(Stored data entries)
##########

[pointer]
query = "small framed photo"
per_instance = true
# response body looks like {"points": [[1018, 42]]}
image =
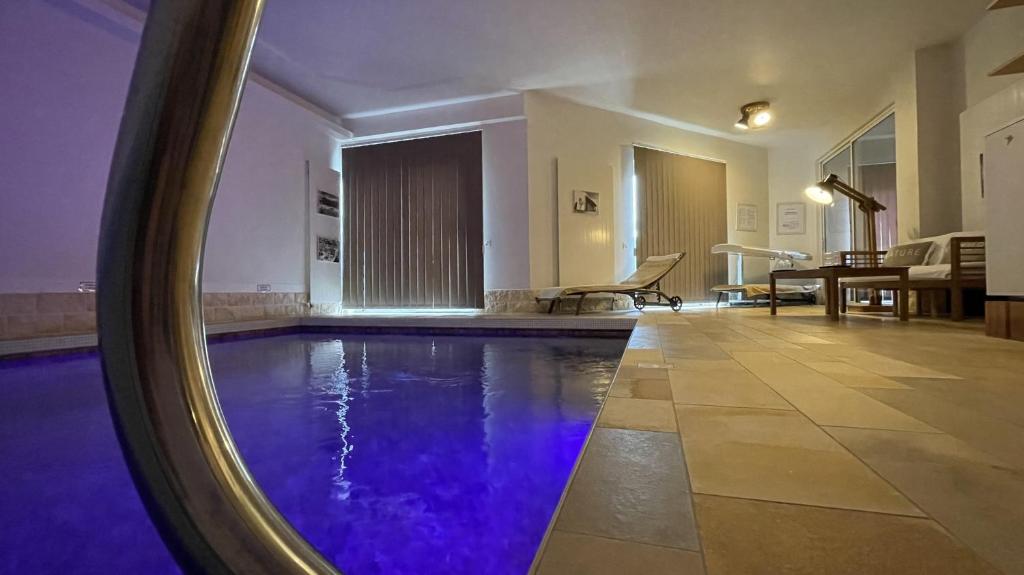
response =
{"points": [[791, 218], [328, 250], [747, 217], [327, 204], [586, 202]]}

##########

Your objective>
All entries should be given again exactly, except that pictures are to be excluded.

Solution to the exercise>
[pointer]
query = "small framed photo"
per_instance = true
# response body looks like {"points": [[1018, 42]]}
image =
response =
{"points": [[791, 218], [328, 250], [747, 217], [327, 204], [586, 202]]}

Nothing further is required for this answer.